### WHAT YOU NEED TO DO
From the records below, transcribe only the lines running from the one with "x=574, y=575" through the one with "x=217, y=648". Keep both of those end lines.

### GIVEN DATA
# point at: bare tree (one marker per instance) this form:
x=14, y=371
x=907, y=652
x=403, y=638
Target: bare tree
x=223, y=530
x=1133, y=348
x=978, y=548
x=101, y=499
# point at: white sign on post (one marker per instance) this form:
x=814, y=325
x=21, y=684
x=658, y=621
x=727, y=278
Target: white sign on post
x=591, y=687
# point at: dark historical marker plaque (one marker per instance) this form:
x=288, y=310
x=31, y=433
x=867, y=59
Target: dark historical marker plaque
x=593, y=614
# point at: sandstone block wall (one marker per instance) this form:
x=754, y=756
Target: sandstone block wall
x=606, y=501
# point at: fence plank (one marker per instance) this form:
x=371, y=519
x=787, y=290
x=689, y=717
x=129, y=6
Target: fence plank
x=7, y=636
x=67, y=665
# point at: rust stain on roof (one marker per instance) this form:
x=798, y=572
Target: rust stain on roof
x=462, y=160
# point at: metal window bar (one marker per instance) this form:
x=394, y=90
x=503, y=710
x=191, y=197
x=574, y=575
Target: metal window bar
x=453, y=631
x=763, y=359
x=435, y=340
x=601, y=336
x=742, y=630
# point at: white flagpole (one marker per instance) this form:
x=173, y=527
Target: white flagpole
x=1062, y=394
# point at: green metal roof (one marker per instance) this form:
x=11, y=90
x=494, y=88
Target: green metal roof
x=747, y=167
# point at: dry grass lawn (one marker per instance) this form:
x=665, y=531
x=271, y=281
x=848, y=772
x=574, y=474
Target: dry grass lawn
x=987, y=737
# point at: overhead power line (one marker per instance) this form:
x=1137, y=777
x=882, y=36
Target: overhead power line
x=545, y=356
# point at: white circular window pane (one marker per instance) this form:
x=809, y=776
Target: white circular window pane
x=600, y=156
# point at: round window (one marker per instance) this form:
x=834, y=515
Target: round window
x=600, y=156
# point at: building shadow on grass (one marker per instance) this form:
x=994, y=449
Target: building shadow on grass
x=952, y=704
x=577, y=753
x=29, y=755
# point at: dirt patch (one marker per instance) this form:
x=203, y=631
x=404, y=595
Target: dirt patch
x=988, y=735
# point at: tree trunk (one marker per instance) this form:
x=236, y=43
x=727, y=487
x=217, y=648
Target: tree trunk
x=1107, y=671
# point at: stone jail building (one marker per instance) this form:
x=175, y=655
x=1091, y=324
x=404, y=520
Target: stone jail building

### FINISHED TASK
x=574, y=575
Target: metal window bar
x=453, y=631
x=763, y=359
x=435, y=340
x=601, y=336
x=742, y=630
# point at: white flagpole (one marker per instance) this form:
x=173, y=527
Target: white flagpole
x=1062, y=394
# point at: green metal roof (one marker per instance) this form:
x=11, y=90
x=494, y=88
Target: green metal roof
x=747, y=167
# point at: dry grass lawn (one marker per instance) this form:
x=665, y=531
x=271, y=281
x=848, y=772
x=574, y=474
Target: dry grass lawn
x=987, y=737
# point at: overhead power line (one marker per instance) this form:
x=1137, y=777
x=882, y=36
Target: overhead power line
x=545, y=356
# point at: white circular window pane (one marker per instance) this form:
x=809, y=776
Target: white circular window pane
x=600, y=156
# point at: round window (one marker per instance) this form:
x=834, y=515
Target: round window
x=600, y=156
# point at: building shadow on grass (one marker per instance) this form:
x=994, y=449
Target: building shadow on grass
x=952, y=704
x=577, y=753
x=29, y=755
# point at: dirt patch (one marker per instance) this form:
x=203, y=631
x=404, y=595
Target: dirt patch
x=988, y=735
# point at: tree trunk (one marker per instance) this form:
x=236, y=43
x=727, y=487
x=217, y=648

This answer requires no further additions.